▶ WORK INSTRUCTIONS: Set out the records from the line with "[search] small bird" to the line with "[402,218,640,426]", both ends included, as a JSON list of strings with one string per line. Omit blank lines and leave the pictures out.

▶ EXCERPTED DATA:
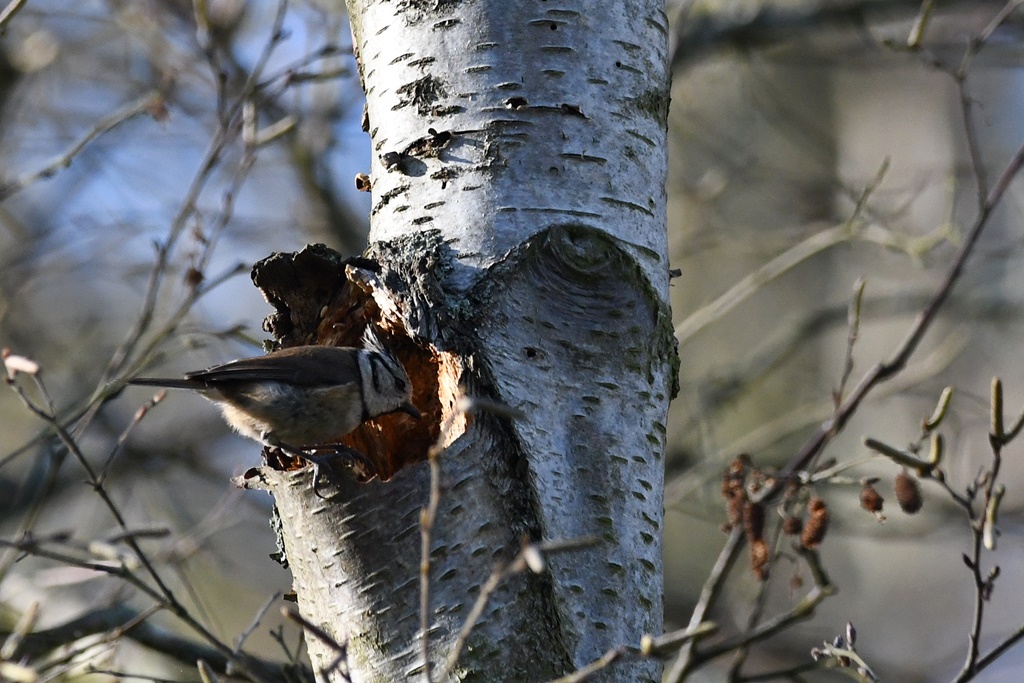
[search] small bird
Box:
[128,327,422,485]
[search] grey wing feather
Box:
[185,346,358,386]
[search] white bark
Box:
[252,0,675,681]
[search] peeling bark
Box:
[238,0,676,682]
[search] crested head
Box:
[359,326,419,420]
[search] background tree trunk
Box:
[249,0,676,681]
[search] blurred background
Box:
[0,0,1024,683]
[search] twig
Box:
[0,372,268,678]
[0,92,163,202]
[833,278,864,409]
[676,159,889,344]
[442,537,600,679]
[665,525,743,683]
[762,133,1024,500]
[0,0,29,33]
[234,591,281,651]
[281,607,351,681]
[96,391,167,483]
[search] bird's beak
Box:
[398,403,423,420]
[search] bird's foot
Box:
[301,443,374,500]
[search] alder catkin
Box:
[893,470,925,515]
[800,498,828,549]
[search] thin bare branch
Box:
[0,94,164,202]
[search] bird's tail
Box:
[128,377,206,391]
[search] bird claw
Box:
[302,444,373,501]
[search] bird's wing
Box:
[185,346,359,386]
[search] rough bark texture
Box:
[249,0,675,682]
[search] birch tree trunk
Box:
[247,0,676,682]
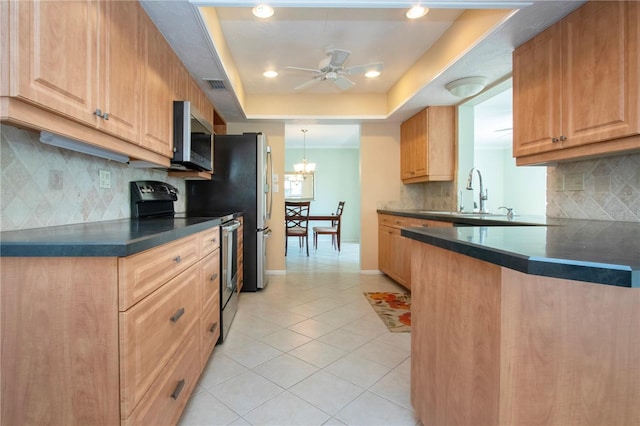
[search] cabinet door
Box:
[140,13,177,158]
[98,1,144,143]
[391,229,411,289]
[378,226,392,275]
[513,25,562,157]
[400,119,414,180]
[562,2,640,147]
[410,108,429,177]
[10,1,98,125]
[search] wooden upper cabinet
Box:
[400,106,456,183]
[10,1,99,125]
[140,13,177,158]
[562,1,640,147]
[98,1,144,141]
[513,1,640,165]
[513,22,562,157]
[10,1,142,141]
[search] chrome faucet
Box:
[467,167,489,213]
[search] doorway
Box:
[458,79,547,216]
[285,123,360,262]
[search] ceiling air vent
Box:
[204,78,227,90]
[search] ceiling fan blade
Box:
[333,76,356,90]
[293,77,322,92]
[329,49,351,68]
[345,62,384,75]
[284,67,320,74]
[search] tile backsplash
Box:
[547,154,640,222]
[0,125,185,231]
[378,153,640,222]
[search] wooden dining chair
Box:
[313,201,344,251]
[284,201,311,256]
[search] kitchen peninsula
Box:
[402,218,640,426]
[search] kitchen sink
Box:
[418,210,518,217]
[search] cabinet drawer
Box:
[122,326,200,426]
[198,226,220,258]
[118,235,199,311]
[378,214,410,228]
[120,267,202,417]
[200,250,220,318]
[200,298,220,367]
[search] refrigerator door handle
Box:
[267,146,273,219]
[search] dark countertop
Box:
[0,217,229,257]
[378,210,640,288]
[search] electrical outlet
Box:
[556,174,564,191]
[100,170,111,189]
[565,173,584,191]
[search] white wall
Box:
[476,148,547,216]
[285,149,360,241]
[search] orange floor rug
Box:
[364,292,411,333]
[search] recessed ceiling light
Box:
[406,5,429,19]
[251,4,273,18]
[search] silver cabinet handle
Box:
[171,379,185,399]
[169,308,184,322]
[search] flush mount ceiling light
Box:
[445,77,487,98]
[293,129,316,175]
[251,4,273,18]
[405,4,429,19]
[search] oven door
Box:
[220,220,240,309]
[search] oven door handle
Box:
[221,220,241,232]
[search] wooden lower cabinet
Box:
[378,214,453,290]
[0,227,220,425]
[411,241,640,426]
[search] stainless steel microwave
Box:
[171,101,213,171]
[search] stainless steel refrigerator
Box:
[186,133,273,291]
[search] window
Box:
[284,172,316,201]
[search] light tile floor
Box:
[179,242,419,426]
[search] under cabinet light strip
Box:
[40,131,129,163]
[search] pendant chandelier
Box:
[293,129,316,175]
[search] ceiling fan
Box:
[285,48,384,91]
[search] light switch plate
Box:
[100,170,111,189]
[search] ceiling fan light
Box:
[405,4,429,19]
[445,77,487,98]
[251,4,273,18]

...

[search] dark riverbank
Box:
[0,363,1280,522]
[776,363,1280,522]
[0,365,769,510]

==

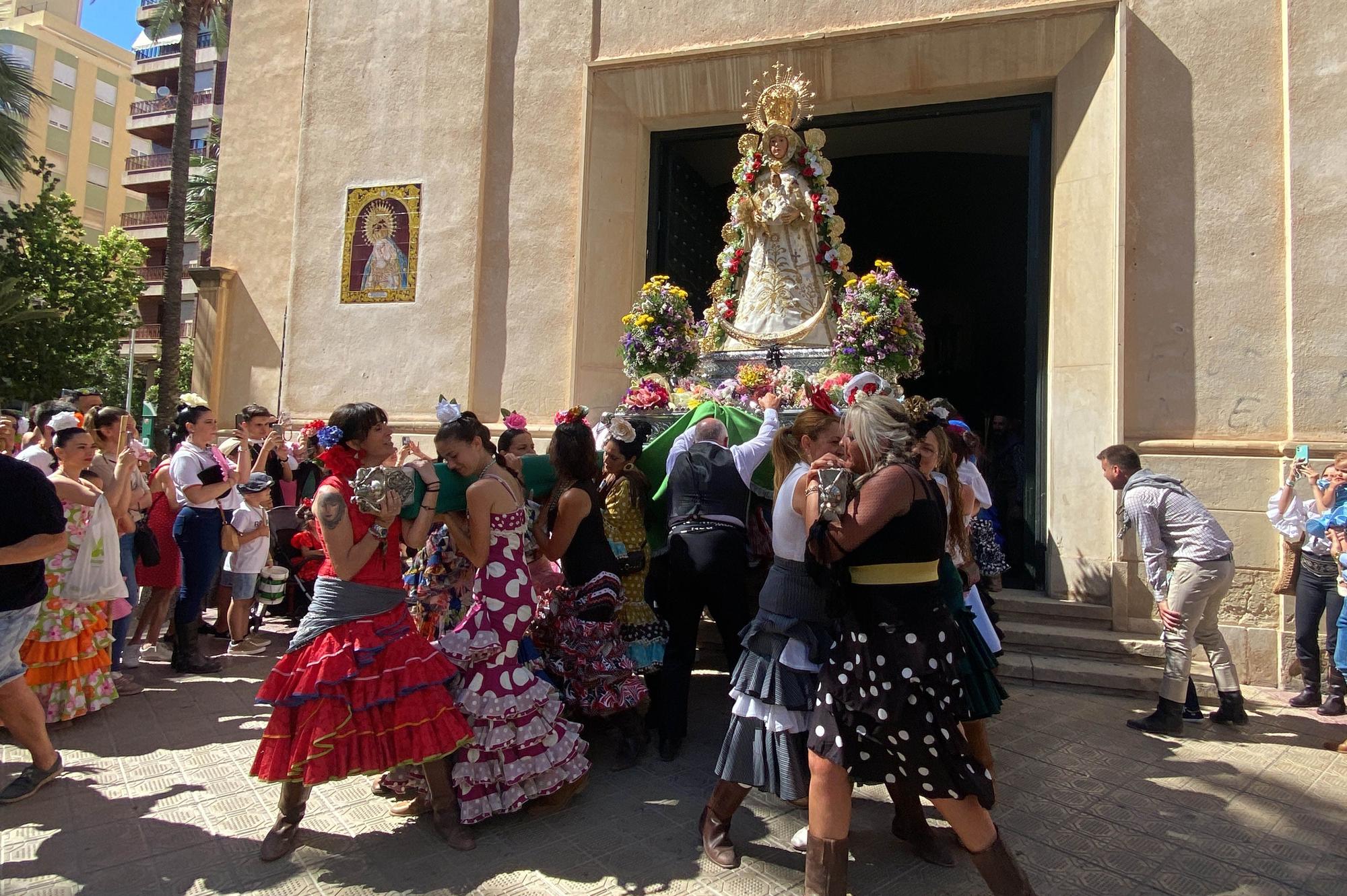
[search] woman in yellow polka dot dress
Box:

▶ RESULT OF THE EXERCISE:
[
  "[search] small bird",
  "Box:",
  "[128,327,422,485]",
  "[search] grey wing feather",
  "Box:",
  "[185,346,358,386]",
  "[search] white bark",
  "Box:",
  "[252,0,675,681]",
  "[search] peeling bark",
  "Box:",
  "[238,0,676,682]",
  "[search] crested head",
  "Box:",
  "[359,326,419,420]",
  "[search] background tree trunk",
  "Box:",
  "[249,0,676,681]",
  "[search] blurred background",
  "Box:",
  "[0,0,1024,683]",
  "[search] twig",
  "Box:",
  "[0,372,268,678]",
  "[0,92,163,202]",
  "[833,278,864,409]",
  "[676,159,889,344]",
  "[442,537,600,679]",
  "[665,525,743,683]",
  "[762,133,1024,500]",
  "[0,0,29,33]",
  "[234,591,281,651]",
  "[281,607,351,681]",
  "[96,391,167,483]",
  "[search] bird's beak",
  "Box:",
  "[398,403,423,420]",
  "[search] bird's foot",
  "Box:",
  "[301,443,374,500]",
  "[search] alder catkin",
  "Box:",
  "[893,470,925,515]",
  "[800,498,828,549]",
  "[search] thin bare branch",
  "Box:",
  "[0,94,164,202]",
  "[search] bird's tail",
  "Box:",
  "[128,377,206,391]",
  "[search] bird claw",
  "Box:",
  "[302,444,373,501]",
  "[search] bird's wing",
  "Box:",
  "[185,346,359,386]",
  "[search] rough bark texture",
  "Box:",
  "[249,0,675,682]",
  "[search] birch tree trunk",
  "Box:",
  "[247,0,676,682]",
  "[search] cabinet door",
  "Box:",
  "[140,13,177,158]",
  "[98,1,144,143]",
  "[391,229,411,289]",
  "[378,226,392,275]",
  "[513,25,562,157]",
  "[400,119,414,180]",
  "[562,2,640,147]",
  "[410,108,429,177]",
  "[10,1,98,125]",
  "[search] wooden upper cabinet",
  "Box:",
  "[400,106,456,183]",
  "[10,1,99,125]",
  "[140,13,177,158]",
  "[562,1,640,147]",
  "[98,1,144,141]",
  "[513,1,640,165]",
  "[513,22,562,157]",
  "[10,1,142,141]",
  "[search] chrome faucet",
  "Box:",
  "[467,167,489,213]",
  "[search] doorway",
  "Box:",
  "[458,79,547,216]",
  "[285,123,360,262]",
  "[search] ceiling air vent",
  "Box:",
  "[204,78,227,90]",
  "[search] ceiling fan blade",
  "Box:",
  "[333,76,356,90]",
  "[293,77,322,92]",
  "[329,49,351,68]",
  "[345,62,384,75]",
  "[284,67,320,74]",
  "[search] tile backsplash",
  "Box:",
  "[547,154,640,222]",
  "[0,125,185,231]",
  "[378,153,640,222]",
  "[search] wooden dining chair",
  "Box:",
  "[313,201,344,251]",
  "[284,201,311,256]",
  "[search] kitchen peninsula",
  "Box:",
  "[402,218,640,426]"
]